- **Task details**:
In the data that follows, count the lines in which the word "green" occurs, and report that figure alone.

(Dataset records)
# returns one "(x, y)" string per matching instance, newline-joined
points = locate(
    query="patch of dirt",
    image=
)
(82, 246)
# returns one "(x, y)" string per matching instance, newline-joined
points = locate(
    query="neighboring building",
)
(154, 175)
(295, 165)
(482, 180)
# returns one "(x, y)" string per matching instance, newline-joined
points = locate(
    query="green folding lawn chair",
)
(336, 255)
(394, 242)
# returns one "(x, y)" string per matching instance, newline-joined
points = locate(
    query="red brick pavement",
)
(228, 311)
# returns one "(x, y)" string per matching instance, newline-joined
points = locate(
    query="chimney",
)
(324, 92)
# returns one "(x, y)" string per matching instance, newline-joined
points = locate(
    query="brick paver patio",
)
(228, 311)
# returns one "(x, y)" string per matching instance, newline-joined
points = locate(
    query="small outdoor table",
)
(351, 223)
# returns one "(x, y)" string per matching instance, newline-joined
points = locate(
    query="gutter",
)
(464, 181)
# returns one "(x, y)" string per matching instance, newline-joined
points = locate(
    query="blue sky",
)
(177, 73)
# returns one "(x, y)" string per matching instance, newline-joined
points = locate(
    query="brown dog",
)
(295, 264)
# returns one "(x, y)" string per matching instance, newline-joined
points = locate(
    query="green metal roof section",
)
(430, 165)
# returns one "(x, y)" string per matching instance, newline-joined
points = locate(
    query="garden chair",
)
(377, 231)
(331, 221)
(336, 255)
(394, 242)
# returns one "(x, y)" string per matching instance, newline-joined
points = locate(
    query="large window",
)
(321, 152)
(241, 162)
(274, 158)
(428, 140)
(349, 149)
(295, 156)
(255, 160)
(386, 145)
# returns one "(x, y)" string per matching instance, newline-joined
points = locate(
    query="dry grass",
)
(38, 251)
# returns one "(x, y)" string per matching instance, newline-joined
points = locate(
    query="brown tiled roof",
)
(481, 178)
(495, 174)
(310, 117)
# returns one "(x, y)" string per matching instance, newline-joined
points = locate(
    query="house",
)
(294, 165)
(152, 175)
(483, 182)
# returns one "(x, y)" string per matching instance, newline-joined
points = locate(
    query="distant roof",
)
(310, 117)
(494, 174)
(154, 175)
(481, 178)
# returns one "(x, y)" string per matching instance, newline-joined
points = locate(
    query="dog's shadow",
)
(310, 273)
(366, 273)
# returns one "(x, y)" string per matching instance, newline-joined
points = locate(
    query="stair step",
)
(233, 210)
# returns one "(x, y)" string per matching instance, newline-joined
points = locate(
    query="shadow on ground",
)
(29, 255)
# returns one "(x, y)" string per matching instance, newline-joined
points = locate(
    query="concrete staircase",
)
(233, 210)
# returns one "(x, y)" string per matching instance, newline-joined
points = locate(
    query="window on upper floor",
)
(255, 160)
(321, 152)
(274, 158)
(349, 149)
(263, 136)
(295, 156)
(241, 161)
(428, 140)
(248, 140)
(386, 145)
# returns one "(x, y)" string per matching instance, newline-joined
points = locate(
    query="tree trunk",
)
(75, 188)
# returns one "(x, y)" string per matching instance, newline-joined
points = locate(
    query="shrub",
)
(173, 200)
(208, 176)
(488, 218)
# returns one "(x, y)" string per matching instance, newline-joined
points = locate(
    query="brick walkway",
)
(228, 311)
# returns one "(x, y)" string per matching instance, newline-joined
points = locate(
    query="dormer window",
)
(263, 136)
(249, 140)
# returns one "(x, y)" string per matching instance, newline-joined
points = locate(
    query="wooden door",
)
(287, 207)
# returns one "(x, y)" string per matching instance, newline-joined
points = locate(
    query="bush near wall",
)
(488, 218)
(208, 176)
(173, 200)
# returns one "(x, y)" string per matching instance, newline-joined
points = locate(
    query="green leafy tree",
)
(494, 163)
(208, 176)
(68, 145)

- **Completed task**:
3